人のライフプランを一生涯支える――日常生活の安定に欠かせない生命保険

私たちの生活の中に存在する様々なリスク。病気やケガ、介護など万が一の事態の際に、お客様やその家族を守る役割を果たすのが生命保険だ。そのようなリスクに備える保障・貯蓄事業に加え、お客様への支払いを持続的に支える資産運用事業も担う生命保険会社では、数理素養やITスキル、論理的思考力といった理系素養が強く求められており、様々な専攻の社員が活躍している。第一生命保険株式会社の協力の下、生命保険のビジネスや理系人材の活躍フィールドについて解説する。


病気やケガ、万が一の事態に備え、お客様の一生涯を支えながら、日本経済の発展を後押しする生命保険

生命保険は日常生活を過ごす中でのけがや病気、万が一の際のリスクに対応した商品はもちろんのこと、介護や就業不能、学資、年金などライフプランにおけるあらゆる場面で、人々を支えています。お客様の、人生における様々な挑戦を後押しする力、また万が一の際に残された家族の負担を軽減し新たなスタートに向けた再起の力となることは生命保険の大きな使命です。

そのような役割を持つ生命保険ビジネスは現在変革期の最中にあります。生命保険のありようは変化をし続けており、近年は第三分野(医療保険、がん保険、介護保険など)が成長してきました。生活スタイルの変化や市場ニーズの変化によって保険のありようはさらに変化を続けており、近年保険会社が特に注力しているのは健康増進型保険です。

健康増進型保険とは、万が一の際に支払われる補償だけではなく、契約後の健康状態や健康増進への取組みによって保険料の割引や還付金が受けられる保険。保険会社はこれまでの実年齢での評価ではなく、健康年齢を用いた保険商品開発を進めることで、豊かで健康な人生を送れるWell-being(幸せ)の価値提供に努めています。

**資料**

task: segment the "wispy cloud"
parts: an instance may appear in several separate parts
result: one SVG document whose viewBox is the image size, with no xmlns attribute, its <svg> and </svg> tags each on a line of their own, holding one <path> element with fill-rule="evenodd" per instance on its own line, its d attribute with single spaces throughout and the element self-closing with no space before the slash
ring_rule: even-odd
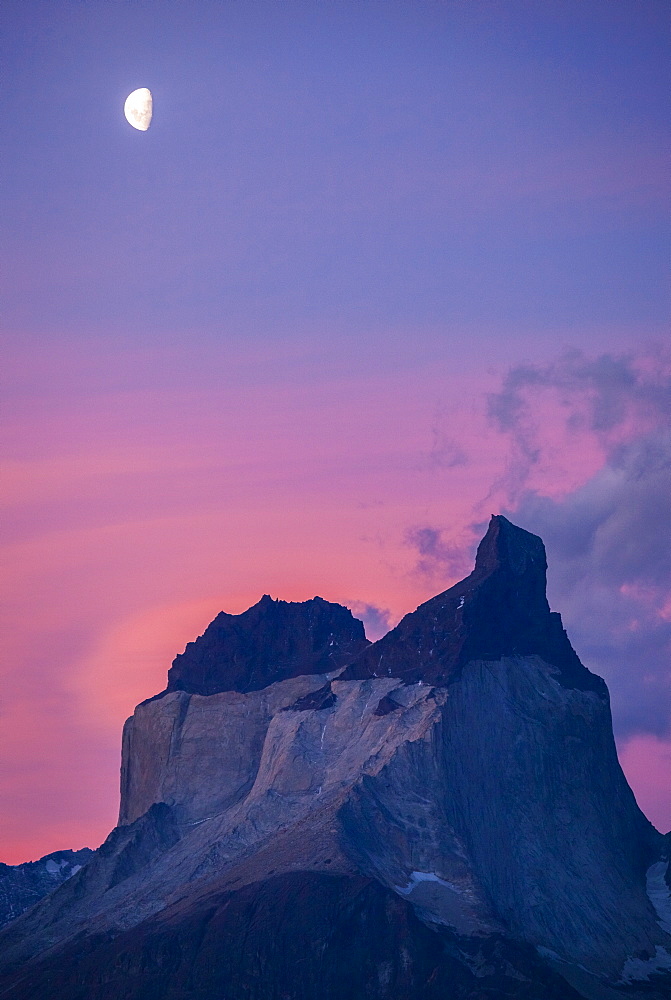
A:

**課題内容**
生命保険についての提示文によると、保険のありようがさらに変化を続けているのは何によるものですか。1〜3文で説明してください。

**模範解答**
生活スタイルの変化や市場ニーズの変化によるものです。